**What you are asked to do**
Each of the entries should be retyped precisely as it appears.

Dataset records

---

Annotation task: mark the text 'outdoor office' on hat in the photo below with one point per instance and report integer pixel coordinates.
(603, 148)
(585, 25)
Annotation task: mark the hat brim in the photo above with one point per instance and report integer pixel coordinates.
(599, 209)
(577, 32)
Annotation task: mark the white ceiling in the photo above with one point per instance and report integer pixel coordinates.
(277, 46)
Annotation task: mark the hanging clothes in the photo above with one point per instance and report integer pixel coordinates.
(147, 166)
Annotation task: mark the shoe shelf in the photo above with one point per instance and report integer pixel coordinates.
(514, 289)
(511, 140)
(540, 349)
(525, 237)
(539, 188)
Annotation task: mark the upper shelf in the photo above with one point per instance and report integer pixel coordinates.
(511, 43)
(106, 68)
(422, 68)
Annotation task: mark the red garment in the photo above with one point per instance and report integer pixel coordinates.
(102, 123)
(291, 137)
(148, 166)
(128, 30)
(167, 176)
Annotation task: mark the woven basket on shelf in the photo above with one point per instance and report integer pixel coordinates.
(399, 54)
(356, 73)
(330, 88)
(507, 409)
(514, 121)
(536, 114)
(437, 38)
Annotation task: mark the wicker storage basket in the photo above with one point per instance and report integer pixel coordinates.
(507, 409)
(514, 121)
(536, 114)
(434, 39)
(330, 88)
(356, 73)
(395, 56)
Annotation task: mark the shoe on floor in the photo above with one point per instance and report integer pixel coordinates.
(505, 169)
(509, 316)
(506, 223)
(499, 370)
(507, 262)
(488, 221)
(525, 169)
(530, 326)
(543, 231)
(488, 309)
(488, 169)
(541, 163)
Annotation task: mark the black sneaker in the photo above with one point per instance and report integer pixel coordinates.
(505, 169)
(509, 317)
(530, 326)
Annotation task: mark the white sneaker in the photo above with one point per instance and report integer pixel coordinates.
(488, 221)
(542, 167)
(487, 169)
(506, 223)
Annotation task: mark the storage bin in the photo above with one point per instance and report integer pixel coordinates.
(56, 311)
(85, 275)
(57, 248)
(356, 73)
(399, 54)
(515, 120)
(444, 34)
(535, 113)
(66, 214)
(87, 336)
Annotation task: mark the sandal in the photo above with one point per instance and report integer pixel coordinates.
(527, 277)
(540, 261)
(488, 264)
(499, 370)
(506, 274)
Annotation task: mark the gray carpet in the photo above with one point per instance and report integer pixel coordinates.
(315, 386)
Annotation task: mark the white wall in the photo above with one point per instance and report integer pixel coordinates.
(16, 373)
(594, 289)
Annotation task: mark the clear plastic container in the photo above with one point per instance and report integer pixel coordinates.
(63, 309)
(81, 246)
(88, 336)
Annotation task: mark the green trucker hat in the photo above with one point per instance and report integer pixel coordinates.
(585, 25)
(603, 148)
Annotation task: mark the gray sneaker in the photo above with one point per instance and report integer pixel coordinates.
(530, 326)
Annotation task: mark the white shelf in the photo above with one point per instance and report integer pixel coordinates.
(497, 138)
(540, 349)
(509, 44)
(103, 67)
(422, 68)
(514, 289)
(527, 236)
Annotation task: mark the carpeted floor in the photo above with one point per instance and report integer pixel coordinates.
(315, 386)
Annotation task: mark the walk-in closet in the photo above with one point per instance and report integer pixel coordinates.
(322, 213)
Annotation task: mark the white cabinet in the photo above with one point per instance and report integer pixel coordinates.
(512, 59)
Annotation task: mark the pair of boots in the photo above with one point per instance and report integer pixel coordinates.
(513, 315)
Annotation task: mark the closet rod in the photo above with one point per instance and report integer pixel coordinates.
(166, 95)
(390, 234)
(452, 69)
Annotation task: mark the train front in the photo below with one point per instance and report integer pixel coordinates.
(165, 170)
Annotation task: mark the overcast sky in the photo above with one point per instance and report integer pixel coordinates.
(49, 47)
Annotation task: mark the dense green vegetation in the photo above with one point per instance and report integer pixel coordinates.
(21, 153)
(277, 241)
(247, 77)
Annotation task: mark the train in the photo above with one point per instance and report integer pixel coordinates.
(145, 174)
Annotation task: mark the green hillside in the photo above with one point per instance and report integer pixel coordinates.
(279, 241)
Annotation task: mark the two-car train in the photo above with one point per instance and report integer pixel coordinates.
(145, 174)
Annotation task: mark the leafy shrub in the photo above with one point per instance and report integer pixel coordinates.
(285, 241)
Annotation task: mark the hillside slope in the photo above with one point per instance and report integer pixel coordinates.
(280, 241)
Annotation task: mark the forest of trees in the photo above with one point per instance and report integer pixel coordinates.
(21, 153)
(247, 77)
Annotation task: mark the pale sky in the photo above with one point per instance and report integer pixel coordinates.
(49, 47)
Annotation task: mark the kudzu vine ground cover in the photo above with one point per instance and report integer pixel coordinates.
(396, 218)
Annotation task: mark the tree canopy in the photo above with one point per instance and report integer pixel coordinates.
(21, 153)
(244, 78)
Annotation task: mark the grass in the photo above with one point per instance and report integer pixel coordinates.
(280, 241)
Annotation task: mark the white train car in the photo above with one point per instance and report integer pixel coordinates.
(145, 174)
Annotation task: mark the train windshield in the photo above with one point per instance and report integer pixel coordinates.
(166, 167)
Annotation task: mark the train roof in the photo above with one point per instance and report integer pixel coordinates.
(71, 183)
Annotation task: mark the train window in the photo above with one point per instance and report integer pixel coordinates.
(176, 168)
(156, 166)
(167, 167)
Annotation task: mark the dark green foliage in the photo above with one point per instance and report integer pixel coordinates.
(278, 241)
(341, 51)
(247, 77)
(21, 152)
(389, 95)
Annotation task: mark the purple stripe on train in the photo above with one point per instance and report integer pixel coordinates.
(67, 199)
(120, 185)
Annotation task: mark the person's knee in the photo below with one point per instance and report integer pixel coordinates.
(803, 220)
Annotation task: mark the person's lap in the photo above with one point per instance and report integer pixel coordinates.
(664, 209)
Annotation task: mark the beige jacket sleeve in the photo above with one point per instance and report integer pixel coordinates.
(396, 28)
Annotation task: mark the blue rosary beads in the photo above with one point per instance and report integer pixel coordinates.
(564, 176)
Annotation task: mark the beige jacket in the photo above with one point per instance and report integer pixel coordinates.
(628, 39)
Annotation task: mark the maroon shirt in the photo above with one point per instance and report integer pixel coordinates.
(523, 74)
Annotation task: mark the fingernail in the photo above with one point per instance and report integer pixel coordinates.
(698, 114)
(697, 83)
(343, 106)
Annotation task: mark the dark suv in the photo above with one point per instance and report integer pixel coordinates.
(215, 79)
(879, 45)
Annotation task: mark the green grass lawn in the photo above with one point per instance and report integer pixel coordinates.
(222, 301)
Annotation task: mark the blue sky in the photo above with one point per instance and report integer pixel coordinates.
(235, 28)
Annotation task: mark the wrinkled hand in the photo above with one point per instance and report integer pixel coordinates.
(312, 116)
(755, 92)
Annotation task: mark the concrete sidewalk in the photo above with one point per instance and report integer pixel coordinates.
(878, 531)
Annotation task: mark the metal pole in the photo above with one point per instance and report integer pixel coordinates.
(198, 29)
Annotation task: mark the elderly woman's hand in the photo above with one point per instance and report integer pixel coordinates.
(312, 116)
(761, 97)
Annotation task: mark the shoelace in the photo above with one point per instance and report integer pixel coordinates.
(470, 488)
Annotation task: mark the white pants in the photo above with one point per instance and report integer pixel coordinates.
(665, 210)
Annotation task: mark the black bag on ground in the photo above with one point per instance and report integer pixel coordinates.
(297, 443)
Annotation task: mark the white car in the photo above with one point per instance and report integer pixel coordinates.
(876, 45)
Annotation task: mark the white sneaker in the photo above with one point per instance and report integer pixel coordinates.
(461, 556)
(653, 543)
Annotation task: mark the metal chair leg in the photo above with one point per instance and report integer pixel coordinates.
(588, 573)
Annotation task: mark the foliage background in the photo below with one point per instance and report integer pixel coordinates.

---

**Your response**
Annotation task: mark the text 'outdoor office' on hat in the photo below with one point per instance and report integer pixel coordinates.
(603, 148)
(585, 25)
Annotation task: mark the hat brim in the photo above with one point per instance and report integer pixel coordinates.
(599, 209)
(577, 32)
Annotation task: mark the white ceiling in the photo above with one point per instance and report integer pixel coordinates.
(277, 46)
Annotation task: mark the hanging clothes in the photo above with one point per instance and report integer pixel coordinates.
(147, 166)
Annotation task: mark the shoe shelf in the photo above with one point per instance and report integer pixel coordinates.
(514, 289)
(511, 140)
(540, 349)
(525, 237)
(539, 188)
Annotation task: mark the upper shelf in the photo above with one point per instance and report integer pixel coordinates.
(511, 43)
(106, 68)
(422, 68)
Annotation task: mark the red garment in the photo above with one point per instance and report integer pixel coordinates.
(102, 123)
(291, 137)
(148, 166)
(128, 30)
(167, 176)
Annotation task: mark the woven basket on shelf in the photo above with one point per instance and report integer pixel coordinates.
(399, 54)
(356, 73)
(330, 88)
(507, 409)
(514, 121)
(536, 114)
(437, 38)
Annotation task: mark the wicker storage basket in the photo above with one point per instance and report integer pixel coordinates.
(507, 409)
(514, 121)
(536, 114)
(434, 39)
(330, 88)
(356, 73)
(395, 56)
Annotation task: mark the shoe on floor in the photo above with one point per instance and report integer pixel coordinates.
(505, 169)
(509, 316)
(506, 223)
(499, 370)
(507, 262)
(488, 221)
(525, 169)
(530, 326)
(543, 231)
(488, 309)
(488, 169)
(541, 163)
Annotation task: mark the black sneaker in the photo above with one point per instance and report integer pixel coordinates.
(505, 169)
(509, 317)
(530, 326)
Annotation task: mark the white sneaker in the photo above with one point per instance and report integer pixel coordinates.
(488, 221)
(542, 167)
(487, 169)
(506, 223)
Annotation task: mark the storage bin in the photo above with one point per instance and report integer pixel coordinates.
(56, 311)
(85, 275)
(57, 248)
(356, 73)
(399, 54)
(515, 120)
(444, 34)
(535, 113)
(66, 214)
(87, 336)
Annotation task: mark the sandal in the photo above with one point per instance and report integer pixel coordinates.
(527, 277)
(540, 261)
(488, 264)
(499, 370)
(506, 274)
Annotation task: mark the gray carpet in the photo above with one point per instance and report integer pixel coordinates.
(315, 386)
Annotation task: mark the white wall in the photo above with one point per instance and report integer pixel coordinates.
(16, 373)
(594, 289)
Annotation task: mark the clear plastic container in the photo above with one point per instance and report integer pixel coordinates.
(63, 309)
(81, 246)
(88, 336)
Annotation task: mark the green trucker hat in the photo above with one point per instance and report integer pixel coordinates.
(585, 25)
(603, 148)
Annotation task: mark the gray sneaker in the photo above with one point per instance and report integer pixel coordinates.
(530, 326)
Annotation task: mark the white shelf in the photo above with one point per instance and report integer pixel coordinates.
(497, 138)
(540, 349)
(509, 44)
(103, 67)
(422, 68)
(514, 289)
(527, 236)
Annotation task: mark the carpeted floor in the photo above with one point per instance and report integer pixel coordinates.
(315, 386)
Annotation task: mark the walk-in closet in the photo above with one point per instance and report integer pixel coordinates.
(322, 213)
Annotation task: mark the white cabinet in the photo above with one point per instance and report integer pixel coordinates.
(512, 59)
Annotation task: mark the pair of boots in the photo above with one point per instance and report integer pixel coordinates.
(513, 315)
Annotation task: mark the closet rod in the photo above with one point per instance and report integer pixel coordinates.
(166, 95)
(390, 234)
(452, 69)
Annotation task: mark the train front in the photo below with one point per instance and report integer pixel coordinates.
(165, 170)
Annotation task: mark the overcast sky in the photo above with one point per instance and report integer pixel coordinates.
(49, 47)
Annotation task: mark the dense green vegetation in the photo above with one point per instance and report integer pixel coordinates.
(21, 153)
(277, 241)
(247, 77)
Annotation task: mark the train in the photo above with one point per instance and report integer pixel coordinates.
(145, 174)
Annotation task: mark the green hillside in the photo above with one point per instance and report integer pixel coordinates.
(279, 241)
Annotation task: mark the two-car train in the photo above with one point per instance and report integer pixel coordinates.
(145, 174)
Annotation task: mark the leafy shrub in the photo above with one point per instance and report integer pixel coordinates.
(285, 241)
Annotation task: mark the hillside slope in the photo above with one point per instance and report integer pixel coordinates.
(280, 241)
Annotation task: mark the forest of trees in the photo above with one point per instance and report integer pixel coordinates.
(21, 153)
(247, 77)
Annotation task: mark the pale sky in the photo above with one point per instance and report integer pixel coordinates.
(49, 47)
Annotation task: mark the kudzu vine ground cover in the photo above with one point per instance and report integer pixel coordinates.
(396, 218)
Annotation task: mark the tree canopy in the photo above with one point per instance and report integer pixel coordinates.
(21, 153)
(244, 78)
Annotation task: mark the grass in the photo above with one point per instance and report integer pixel coordinates.
(280, 241)
Annotation task: mark the white train car in the photo above with one point per instance and report integer pixel coordinates.
(145, 174)
Annotation task: mark the train windshield in the photo above with one point per instance and report integer pixel coordinates.
(166, 167)
Annotation task: mark the train roof in the photo above with one point per instance and report integer pixel coordinates.
(71, 183)
Annotation task: mark the train window in the photo above with one point per instance and report integer pixel coordinates.
(176, 168)
(156, 166)
(167, 167)
Annotation task: mark the dark green foliage in the photo above with one point per instance and report integer pixel coordinates.
(278, 241)
(341, 51)
(247, 77)
(21, 152)
(389, 95)
Annotation task: mark the purple stripe on train in the photo above with one point per instance and report integer pixel coordinates.
(67, 199)
(120, 185)
Annotation task: mark the person's knee in the photo below with one point per instance and report integer pixel coordinates.
(803, 220)
Annotation task: mark the person's lap in the photo above with one point per instance and report integer pixel coordinates.
(664, 209)
Annotation task: mark the beige jacket sleeve in the photo above with one point per instance and report integer pixel coordinates.
(396, 28)
Annotation task: mark the blue rosary beads in the photo above with one point per instance and report integer pixel coordinates.
(564, 176)
Annotation task: mark the beige jacket in the photo above with one point per instance and report integer pixel coordinates.
(628, 39)
Annotation task: mark the maroon shirt in the photo above with one point per instance and report integer pixel coordinates.
(523, 74)
Annotation task: mark the fingernail in the photo above with one point per instance and report integer pixel coordinates.
(698, 114)
(697, 83)
(343, 106)
Annotation task: mark the dark suv in the photo above with one point per instance and report integer pixel coordinates.
(215, 79)
(879, 45)
Annotation task: mark the green grass lawn in the photo above with one point per instance and report integer pixel coordinates.
(222, 301)
Annotation task: mark the blue sky in the photo above with one point per instance and report integer pixel coordinates.
(235, 28)
Annotation task: mark the wrinkled hand in the photo above with one point per instance and report integer pixel coordinates.
(312, 116)
(755, 92)
Annotation task: mark the concrete sidewalk in the photo above with one point per instance and report integer pixel coordinates.
(878, 531)
Annotation task: mark the metal pole in the photo above with one point per instance and report integer pixel coordinates.
(198, 29)
Annotation task: mark the elderly woman's hand in the photo above with one point per instance and report integer pixel coordinates.
(312, 116)
(761, 97)
Annotation task: mark the shoelace in the photo above with one point per instance and report integer pixel coordinates.
(470, 488)
Annotation task: mark the white pants in the photo above with one point per instance and report integer pixel coordinates.
(665, 210)
Annotation task: mark the black bag on ground in the photo above with one point per instance and report integer pixel coordinates.
(297, 443)
Annotation task: mark the white car in the photo above with one point per instance and report integer pixel coordinates.
(876, 45)
Annotation task: mark the white sneaker in the photo above with one point per instance and report integer pixel coordinates.
(461, 556)
(653, 543)
Annotation task: mark the metal chair leg in the photo above with one point per instance and report integer pixel coordinates.
(588, 573)
Annotation task: mark the foliage background in the photo below with one point per instance and report integer pixel coordinates.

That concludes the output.